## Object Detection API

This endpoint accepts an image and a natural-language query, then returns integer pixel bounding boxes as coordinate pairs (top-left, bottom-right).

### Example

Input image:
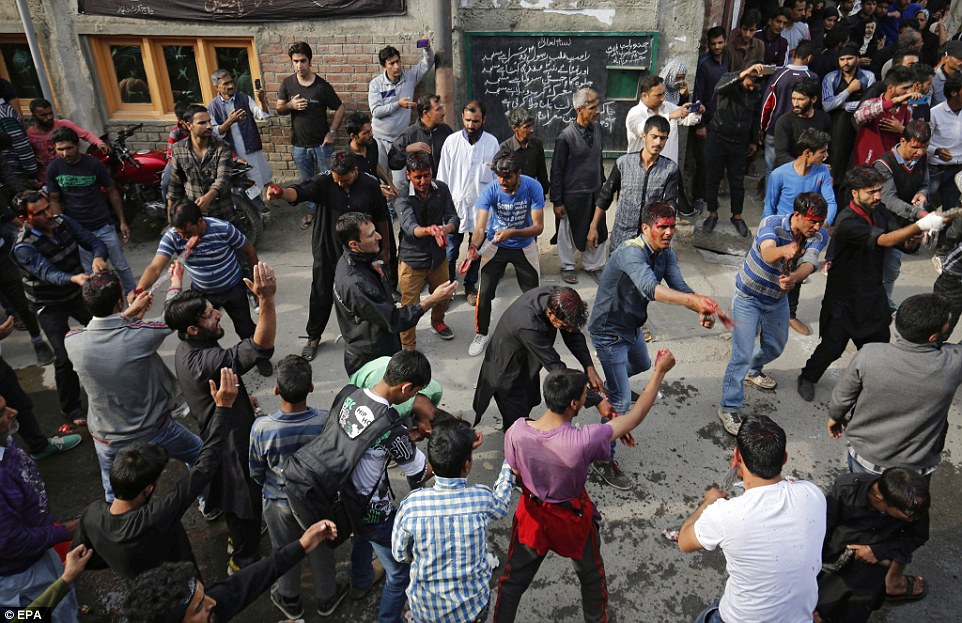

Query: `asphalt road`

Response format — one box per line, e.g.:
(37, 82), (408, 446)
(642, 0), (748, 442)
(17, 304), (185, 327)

(7, 190), (960, 623)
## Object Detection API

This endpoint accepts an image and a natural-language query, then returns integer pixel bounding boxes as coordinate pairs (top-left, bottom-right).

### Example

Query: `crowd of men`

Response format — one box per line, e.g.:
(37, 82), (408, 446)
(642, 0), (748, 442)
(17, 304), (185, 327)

(1, 3), (961, 619)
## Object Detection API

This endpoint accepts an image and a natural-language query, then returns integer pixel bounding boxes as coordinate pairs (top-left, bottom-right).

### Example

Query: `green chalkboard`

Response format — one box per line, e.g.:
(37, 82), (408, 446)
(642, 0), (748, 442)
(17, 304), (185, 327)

(465, 32), (659, 155)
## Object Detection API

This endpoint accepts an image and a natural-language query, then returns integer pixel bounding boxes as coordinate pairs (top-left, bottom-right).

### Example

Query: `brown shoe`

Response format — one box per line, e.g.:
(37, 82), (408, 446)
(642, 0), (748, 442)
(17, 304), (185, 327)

(789, 318), (811, 336)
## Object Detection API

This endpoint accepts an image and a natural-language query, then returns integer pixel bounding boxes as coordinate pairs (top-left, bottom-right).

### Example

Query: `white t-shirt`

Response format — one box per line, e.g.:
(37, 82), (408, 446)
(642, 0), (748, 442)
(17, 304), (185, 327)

(694, 478), (826, 623)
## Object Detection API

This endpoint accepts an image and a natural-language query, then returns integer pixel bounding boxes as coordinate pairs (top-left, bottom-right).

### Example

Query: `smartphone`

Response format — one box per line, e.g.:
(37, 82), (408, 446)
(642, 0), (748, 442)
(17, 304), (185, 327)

(760, 64), (776, 76)
(416, 38), (429, 48)
(254, 78), (262, 90)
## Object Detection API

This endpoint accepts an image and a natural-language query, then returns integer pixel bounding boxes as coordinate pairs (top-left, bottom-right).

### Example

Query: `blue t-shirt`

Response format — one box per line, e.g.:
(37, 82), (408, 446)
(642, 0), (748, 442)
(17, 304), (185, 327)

(46, 154), (114, 231)
(762, 162), (837, 225)
(157, 217), (246, 293)
(476, 175), (544, 249)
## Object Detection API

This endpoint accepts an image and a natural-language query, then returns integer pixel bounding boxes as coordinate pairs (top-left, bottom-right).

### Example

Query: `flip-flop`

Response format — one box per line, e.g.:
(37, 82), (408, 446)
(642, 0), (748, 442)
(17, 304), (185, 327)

(300, 215), (314, 230)
(301, 340), (320, 361)
(886, 575), (928, 602)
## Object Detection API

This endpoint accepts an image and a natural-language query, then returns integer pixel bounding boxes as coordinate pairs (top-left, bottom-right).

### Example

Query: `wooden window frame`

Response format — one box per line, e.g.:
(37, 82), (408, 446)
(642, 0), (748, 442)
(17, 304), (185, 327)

(89, 36), (261, 120)
(0, 34), (47, 115)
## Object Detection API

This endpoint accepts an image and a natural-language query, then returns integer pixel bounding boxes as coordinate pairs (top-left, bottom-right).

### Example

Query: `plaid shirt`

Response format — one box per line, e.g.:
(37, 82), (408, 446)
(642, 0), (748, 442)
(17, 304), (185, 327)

(168, 135), (233, 220)
(392, 461), (515, 623)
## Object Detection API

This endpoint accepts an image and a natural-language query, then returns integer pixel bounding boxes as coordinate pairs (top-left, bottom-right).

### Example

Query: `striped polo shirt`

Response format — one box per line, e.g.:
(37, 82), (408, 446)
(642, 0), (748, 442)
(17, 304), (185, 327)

(736, 214), (829, 304)
(157, 217), (246, 293)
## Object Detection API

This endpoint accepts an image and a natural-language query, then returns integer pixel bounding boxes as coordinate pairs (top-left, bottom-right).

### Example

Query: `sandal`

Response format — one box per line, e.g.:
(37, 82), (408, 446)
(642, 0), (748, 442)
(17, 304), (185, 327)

(300, 214), (314, 230)
(301, 339), (320, 361)
(886, 575), (928, 602)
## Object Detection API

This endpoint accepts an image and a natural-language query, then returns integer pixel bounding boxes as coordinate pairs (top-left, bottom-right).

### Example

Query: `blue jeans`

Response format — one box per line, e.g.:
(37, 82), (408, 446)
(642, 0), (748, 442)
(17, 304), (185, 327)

(292, 144), (333, 214)
(351, 513), (410, 623)
(0, 549), (79, 623)
(764, 134), (776, 179)
(720, 292), (789, 411)
(882, 247), (903, 313)
(592, 329), (650, 459)
(79, 223), (137, 294)
(447, 231), (479, 286)
(695, 600), (723, 623)
(93, 418), (202, 502)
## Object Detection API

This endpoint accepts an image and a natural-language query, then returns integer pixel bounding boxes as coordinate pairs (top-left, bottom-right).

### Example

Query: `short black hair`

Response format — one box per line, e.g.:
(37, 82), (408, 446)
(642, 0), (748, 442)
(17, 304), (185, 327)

(29, 98), (52, 113)
(343, 111), (371, 137)
(288, 41), (312, 60)
(50, 126), (79, 145)
(741, 8), (761, 29)
(824, 25), (851, 50)
(796, 127), (831, 153)
(643, 114), (671, 136)
(902, 118), (931, 143)
(639, 74), (665, 95)
(125, 562), (198, 623)
(912, 62), (935, 83)
(330, 149), (357, 176)
(13, 190), (44, 218)
(83, 271), (123, 318)
(335, 211), (372, 247)
(793, 191), (829, 218)
(417, 94), (441, 118)
(463, 100), (486, 118)
(490, 149), (520, 173)
(275, 354), (313, 403)
(945, 74), (962, 100)
(886, 64), (917, 87)
(792, 77), (821, 100)
(171, 201), (203, 229)
(641, 201), (676, 226)
(427, 417), (476, 478)
(772, 6), (794, 22)
(892, 47), (921, 67)
(546, 287), (589, 330)
(406, 151), (433, 172)
(895, 293), (950, 343)
(382, 349), (431, 389)
(174, 102), (190, 123)
(110, 442), (169, 500)
(794, 39), (817, 60)
(378, 45), (401, 66)
(706, 26), (726, 42)
(182, 104), (208, 124)
(844, 165), (885, 191)
(164, 290), (209, 340)
(543, 368), (588, 413)
(878, 467), (930, 518)
(736, 415), (786, 480)
(508, 106), (536, 127)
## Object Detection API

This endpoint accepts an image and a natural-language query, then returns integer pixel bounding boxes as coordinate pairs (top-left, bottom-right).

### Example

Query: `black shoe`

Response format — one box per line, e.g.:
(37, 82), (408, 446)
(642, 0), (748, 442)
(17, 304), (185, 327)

(256, 358), (273, 377)
(318, 580), (350, 617)
(797, 375), (815, 402)
(702, 215), (718, 233)
(677, 203), (698, 217)
(465, 284), (478, 306)
(731, 218), (750, 237)
(270, 586), (305, 620)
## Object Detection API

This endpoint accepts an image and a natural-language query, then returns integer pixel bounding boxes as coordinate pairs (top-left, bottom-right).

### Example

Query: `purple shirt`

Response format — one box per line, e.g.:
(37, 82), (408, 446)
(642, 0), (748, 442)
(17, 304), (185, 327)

(504, 419), (612, 504)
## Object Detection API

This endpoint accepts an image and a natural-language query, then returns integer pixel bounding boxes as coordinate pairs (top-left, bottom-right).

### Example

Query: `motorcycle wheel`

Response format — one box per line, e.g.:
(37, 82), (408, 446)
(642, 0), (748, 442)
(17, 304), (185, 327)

(232, 193), (264, 247)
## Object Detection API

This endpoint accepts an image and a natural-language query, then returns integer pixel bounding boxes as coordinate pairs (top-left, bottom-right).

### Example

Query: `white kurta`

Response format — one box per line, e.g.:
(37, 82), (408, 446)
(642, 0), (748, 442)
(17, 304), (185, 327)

(435, 130), (500, 233)
(625, 101), (701, 162)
_ _ _
Using the data above, copy each line that contains "shirt".

> [TASK RESPONSE]
Query: `white t-shirt`
Query: `blue t-shirt`
Query: `plaid shirt`
Query: `striped polo shirt`
Query: `purple shirt`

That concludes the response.